To do
Find how many lines in the entries below carry the word "shirt" and answer with only that figure.

(Beginning of Provided records)

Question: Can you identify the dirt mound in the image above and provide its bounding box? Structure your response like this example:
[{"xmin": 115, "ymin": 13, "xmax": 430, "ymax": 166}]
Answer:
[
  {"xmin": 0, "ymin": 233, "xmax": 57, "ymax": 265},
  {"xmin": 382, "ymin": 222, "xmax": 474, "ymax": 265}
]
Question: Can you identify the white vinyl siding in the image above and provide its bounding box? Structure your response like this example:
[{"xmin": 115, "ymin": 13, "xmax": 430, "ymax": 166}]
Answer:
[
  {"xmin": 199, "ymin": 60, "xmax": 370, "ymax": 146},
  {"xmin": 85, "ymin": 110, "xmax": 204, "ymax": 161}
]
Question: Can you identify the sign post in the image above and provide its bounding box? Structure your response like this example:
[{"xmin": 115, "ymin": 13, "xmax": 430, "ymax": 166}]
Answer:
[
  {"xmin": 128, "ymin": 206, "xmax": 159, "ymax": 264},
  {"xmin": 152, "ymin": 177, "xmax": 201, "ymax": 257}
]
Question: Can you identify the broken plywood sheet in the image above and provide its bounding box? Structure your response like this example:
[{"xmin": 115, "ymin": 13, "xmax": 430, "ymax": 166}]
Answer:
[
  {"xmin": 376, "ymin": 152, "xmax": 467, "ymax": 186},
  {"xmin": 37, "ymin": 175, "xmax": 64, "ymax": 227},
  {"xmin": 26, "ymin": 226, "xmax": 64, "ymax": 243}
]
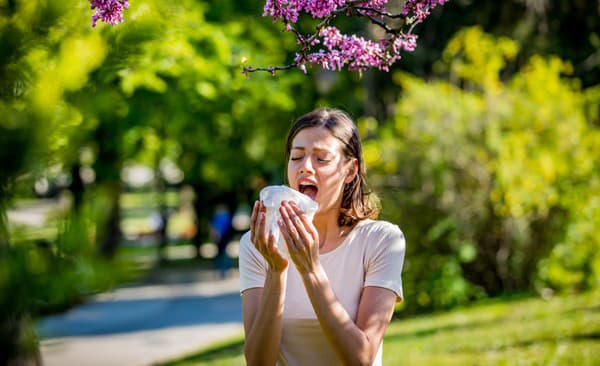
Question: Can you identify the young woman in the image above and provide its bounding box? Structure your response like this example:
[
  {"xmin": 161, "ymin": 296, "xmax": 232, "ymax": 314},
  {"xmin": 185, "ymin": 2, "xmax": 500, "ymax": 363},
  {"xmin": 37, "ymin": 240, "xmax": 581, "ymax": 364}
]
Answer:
[{"xmin": 239, "ymin": 108, "xmax": 405, "ymax": 365}]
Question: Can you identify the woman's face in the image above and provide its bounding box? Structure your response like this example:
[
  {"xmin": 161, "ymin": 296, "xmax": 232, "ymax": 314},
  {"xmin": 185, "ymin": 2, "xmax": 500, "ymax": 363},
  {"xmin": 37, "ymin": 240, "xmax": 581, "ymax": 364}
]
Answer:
[{"xmin": 287, "ymin": 126, "xmax": 354, "ymax": 215}]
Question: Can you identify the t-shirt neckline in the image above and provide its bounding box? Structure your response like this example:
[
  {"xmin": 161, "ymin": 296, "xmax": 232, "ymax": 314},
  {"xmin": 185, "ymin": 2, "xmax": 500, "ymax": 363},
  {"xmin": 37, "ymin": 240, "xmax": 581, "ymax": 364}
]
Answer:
[{"xmin": 319, "ymin": 219, "xmax": 371, "ymax": 258}]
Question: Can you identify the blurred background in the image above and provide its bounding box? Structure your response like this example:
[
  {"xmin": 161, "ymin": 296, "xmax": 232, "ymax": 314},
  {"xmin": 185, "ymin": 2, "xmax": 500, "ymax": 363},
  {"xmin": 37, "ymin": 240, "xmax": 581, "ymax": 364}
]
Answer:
[{"xmin": 1, "ymin": 0, "xmax": 599, "ymax": 364}]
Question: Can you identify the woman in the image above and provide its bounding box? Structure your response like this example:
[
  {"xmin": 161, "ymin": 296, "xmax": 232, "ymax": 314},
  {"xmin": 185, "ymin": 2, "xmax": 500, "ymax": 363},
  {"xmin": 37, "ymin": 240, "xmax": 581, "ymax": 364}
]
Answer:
[{"xmin": 239, "ymin": 108, "xmax": 405, "ymax": 365}]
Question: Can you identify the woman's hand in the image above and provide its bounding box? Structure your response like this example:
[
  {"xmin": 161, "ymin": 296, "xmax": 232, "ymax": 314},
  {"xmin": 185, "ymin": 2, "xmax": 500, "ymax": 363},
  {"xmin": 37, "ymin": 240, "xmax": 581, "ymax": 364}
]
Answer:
[
  {"xmin": 278, "ymin": 200, "xmax": 320, "ymax": 274},
  {"xmin": 250, "ymin": 201, "xmax": 288, "ymax": 273}
]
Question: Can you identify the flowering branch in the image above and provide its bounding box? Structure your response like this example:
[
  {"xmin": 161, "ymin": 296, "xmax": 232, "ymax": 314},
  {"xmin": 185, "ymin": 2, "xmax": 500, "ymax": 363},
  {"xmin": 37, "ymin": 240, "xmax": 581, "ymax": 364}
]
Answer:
[
  {"xmin": 89, "ymin": 0, "xmax": 129, "ymax": 27},
  {"xmin": 243, "ymin": 0, "xmax": 448, "ymax": 75}
]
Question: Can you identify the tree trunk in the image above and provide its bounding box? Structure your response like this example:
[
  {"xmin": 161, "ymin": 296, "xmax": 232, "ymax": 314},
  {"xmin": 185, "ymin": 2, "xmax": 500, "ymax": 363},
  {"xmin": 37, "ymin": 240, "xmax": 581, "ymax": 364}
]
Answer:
[
  {"xmin": 69, "ymin": 163, "xmax": 85, "ymax": 213},
  {"xmin": 1, "ymin": 313, "xmax": 42, "ymax": 366},
  {"xmin": 93, "ymin": 121, "xmax": 123, "ymax": 259},
  {"xmin": 191, "ymin": 182, "xmax": 212, "ymax": 258},
  {"xmin": 98, "ymin": 181, "xmax": 122, "ymax": 259}
]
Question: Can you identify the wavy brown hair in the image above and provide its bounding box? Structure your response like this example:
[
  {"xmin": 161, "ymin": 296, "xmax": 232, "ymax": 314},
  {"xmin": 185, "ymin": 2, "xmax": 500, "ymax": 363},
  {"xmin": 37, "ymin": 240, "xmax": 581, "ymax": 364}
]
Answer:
[{"xmin": 285, "ymin": 108, "xmax": 380, "ymax": 227}]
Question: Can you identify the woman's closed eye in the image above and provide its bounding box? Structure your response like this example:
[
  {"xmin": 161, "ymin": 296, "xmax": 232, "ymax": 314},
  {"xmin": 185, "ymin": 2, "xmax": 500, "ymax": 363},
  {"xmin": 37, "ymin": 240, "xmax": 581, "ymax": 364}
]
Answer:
[
  {"xmin": 290, "ymin": 153, "xmax": 333, "ymax": 163},
  {"xmin": 316, "ymin": 153, "xmax": 335, "ymax": 163}
]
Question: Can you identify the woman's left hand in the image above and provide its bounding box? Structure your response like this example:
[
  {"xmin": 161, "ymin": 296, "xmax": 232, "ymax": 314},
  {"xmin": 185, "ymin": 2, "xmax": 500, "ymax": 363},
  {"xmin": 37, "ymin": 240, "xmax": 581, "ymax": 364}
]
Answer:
[{"xmin": 278, "ymin": 201, "xmax": 320, "ymax": 274}]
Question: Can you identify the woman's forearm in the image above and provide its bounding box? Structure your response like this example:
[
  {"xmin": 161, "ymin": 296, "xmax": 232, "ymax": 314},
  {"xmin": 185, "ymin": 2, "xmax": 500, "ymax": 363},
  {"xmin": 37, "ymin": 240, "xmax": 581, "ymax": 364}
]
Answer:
[
  {"xmin": 244, "ymin": 270, "xmax": 287, "ymax": 366},
  {"xmin": 301, "ymin": 267, "xmax": 376, "ymax": 366}
]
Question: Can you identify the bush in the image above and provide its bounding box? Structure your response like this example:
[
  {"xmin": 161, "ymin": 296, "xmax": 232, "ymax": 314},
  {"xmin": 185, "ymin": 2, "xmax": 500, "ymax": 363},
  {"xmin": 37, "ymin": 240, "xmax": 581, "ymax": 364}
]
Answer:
[{"xmin": 365, "ymin": 27, "xmax": 600, "ymax": 313}]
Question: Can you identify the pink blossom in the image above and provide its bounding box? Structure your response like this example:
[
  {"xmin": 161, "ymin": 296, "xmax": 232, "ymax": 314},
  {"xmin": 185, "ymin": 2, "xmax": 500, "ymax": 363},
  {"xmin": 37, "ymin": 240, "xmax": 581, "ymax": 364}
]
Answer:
[
  {"xmin": 393, "ymin": 33, "xmax": 418, "ymax": 53},
  {"xmin": 307, "ymin": 26, "xmax": 389, "ymax": 72},
  {"xmin": 89, "ymin": 0, "xmax": 129, "ymax": 27},
  {"xmin": 402, "ymin": 0, "xmax": 448, "ymax": 22},
  {"xmin": 248, "ymin": 0, "xmax": 449, "ymax": 74}
]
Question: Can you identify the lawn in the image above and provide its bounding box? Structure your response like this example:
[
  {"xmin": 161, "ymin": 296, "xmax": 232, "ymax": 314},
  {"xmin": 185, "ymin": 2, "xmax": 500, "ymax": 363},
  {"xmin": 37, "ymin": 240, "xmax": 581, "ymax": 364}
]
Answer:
[{"xmin": 161, "ymin": 289, "xmax": 600, "ymax": 365}]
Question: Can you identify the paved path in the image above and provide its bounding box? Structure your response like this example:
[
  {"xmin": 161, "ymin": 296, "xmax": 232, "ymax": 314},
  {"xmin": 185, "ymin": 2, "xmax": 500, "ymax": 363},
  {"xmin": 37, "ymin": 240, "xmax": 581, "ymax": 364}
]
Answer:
[{"xmin": 36, "ymin": 268, "xmax": 243, "ymax": 366}]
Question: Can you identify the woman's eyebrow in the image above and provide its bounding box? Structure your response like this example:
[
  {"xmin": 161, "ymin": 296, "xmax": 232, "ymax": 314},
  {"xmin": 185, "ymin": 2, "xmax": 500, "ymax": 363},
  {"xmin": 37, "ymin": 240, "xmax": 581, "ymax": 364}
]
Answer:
[{"xmin": 292, "ymin": 146, "xmax": 334, "ymax": 153}]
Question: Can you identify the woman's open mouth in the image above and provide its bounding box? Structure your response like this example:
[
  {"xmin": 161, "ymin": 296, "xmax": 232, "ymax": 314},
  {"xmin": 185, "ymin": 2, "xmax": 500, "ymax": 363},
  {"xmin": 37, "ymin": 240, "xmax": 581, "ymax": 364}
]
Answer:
[{"xmin": 299, "ymin": 183, "xmax": 318, "ymax": 201}]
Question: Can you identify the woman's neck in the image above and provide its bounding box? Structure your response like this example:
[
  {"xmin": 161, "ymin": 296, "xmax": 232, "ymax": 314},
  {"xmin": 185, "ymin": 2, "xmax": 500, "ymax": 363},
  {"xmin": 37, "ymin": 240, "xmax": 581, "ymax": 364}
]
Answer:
[{"xmin": 313, "ymin": 210, "xmax": 346, "ymax": 251}]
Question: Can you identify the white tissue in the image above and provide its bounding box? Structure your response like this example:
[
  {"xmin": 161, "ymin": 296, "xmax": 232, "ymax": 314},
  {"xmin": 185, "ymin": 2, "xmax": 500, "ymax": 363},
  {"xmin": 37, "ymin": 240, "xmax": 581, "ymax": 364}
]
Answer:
[{"xmin": 259, "ymin": 185, "xmax": 319, "ymax": 257}]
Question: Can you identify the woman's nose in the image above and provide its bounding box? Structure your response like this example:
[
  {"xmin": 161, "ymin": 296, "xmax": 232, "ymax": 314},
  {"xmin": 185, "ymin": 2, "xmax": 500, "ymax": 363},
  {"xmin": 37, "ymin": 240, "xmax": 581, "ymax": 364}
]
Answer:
[{"xmin": 299, "ymin": 156, "xmax": 314, "ymax": 174}]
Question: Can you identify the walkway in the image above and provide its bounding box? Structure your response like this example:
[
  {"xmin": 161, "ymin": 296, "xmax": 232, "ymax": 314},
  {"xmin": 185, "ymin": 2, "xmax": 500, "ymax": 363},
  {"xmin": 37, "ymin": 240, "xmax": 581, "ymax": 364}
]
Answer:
[{"xmin": 36, "ymin": 267, "xmax": 243, "ymax": 366}]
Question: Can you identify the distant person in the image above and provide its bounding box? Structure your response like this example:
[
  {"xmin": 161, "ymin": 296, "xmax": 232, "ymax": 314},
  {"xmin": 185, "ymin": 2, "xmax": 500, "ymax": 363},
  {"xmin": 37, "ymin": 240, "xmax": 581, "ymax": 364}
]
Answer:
[
  {"xmin": 239, "ymin": 108, "xmax": 406, "ymax": 365},
  {"xmin": 210, "ymin": 203, "xmax": 233, "ymax": 277}
]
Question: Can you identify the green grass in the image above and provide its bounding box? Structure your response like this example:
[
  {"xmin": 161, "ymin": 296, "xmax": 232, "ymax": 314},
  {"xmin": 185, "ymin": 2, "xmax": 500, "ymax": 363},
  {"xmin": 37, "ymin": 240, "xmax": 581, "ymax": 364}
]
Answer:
[
  {"xmin": 384, "ymin": 290, "xmax": 600, "ymax": 365},
  {"xmin": 160, "ymin": 336, "xmax": 246, "ymax": 366},
  {"xmin": 161, "ymin": 289, "xmax": 600, "ymax": 366}
]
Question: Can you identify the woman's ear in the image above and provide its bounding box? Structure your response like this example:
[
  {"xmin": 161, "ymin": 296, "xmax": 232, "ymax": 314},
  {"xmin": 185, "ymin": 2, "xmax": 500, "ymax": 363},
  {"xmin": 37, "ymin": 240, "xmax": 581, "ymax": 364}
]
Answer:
[{"xmin": 344, "ymin": 159, "xmax": 359, "ymax": 184}]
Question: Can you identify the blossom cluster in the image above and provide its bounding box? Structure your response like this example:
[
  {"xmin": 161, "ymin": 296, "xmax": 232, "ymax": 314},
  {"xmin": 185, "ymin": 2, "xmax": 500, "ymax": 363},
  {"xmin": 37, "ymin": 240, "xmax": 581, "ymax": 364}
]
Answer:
[
  {"xmin": 89, "ymin": 0, "xmax": 129, "ymax": 27},
  {"xmin": 247, "ymin": 0, "xmax": 448, "ymax": 74},
  {"xmin": 263, "ymin": 0, "xmax": 346, "ymax": 22},
  {"xmin": 296, "ymin": 26, "xmax": 417, "ymax": 72},
  {"xmin": 402, "ymin": 0, "xmax": 447, "ymax": 22}
]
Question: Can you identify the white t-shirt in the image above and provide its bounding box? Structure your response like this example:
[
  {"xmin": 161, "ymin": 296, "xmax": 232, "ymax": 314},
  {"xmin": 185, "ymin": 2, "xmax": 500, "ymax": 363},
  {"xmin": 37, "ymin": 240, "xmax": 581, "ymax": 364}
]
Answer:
[{"xmin": 239, "ymin": 219, "xmax": 406, "ymax": 366}]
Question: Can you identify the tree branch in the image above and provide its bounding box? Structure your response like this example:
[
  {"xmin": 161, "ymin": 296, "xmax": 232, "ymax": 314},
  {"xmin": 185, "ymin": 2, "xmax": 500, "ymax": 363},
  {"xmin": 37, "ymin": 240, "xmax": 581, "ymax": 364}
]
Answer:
[
  {"xmin": 242, "ymin": 63, "xmax": 298, "ymax": 76},
  {"xmin": 244, "ymin": 0, "xmax": 448, "ymax": 75},
  {"xmin": 355, "ymin": 9, "xmax": 398, "ymax": 34}
]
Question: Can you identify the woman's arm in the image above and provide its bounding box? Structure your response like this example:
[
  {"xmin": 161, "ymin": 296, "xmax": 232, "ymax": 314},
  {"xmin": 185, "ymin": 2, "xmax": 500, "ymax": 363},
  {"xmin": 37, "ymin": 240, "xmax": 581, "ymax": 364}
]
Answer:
[
  {"xmin": 303, "ymin": 271, "xmax": 397, "ymax": 365},
  {"xmin": 242, "ymin": 270, "xmax": 286, "ymax": 366},
  {"xmin": 242, "ymin": 201, "xmax": 289, "ymax": 366},
  {"xmin": 278, "ymin": 201, "xmax": 398, "ymax": 365}
]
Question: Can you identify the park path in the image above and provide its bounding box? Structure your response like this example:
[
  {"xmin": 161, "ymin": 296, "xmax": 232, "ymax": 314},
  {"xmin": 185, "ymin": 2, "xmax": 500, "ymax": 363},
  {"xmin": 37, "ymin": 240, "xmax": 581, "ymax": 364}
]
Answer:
[{"xmin": 36, "ymin": 267, "xmax": 243, "ymax": 366}]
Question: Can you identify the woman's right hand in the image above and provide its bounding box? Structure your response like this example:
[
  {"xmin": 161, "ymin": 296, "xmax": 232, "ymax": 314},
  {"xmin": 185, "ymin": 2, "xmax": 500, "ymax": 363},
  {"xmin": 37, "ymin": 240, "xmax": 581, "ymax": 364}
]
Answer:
[{"xmin": 250, "ymin": 201, "xmax": 288, "ymax": 273}]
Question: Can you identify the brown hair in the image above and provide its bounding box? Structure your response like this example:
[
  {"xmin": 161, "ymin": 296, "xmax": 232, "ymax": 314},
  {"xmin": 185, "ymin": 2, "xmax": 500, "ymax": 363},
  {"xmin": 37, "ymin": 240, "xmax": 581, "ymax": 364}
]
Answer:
[{"xmin": 285, "ymin": 108, "xmax": 380, "ymax": 226}]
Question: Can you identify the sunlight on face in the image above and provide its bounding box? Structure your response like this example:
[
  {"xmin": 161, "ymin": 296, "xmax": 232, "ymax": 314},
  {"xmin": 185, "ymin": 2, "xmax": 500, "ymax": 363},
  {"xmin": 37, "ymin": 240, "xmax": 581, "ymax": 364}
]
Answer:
[{"xmin": 288, "ymin": 127, "xmax": 351, "ymax": 215}]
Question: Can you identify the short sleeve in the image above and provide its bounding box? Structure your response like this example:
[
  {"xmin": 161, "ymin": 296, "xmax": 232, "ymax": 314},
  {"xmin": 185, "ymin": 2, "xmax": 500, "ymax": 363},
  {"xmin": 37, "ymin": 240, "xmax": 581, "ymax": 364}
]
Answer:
[
  {"xmin": 238, "ymin": 231, "xmax": 267, "ymax": 293},
  {"xmin": 363, "ymin": 223, "xmax": 406, "ymax": 301}
]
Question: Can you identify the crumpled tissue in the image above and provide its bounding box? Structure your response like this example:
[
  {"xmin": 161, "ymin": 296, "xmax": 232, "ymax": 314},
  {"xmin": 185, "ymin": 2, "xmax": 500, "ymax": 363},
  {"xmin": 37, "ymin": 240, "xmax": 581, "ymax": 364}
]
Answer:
[{"xmin": 259, "ymin": 185, "xmax": 319, "ymax": 257}]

(End of Provided records)

Expected answer
2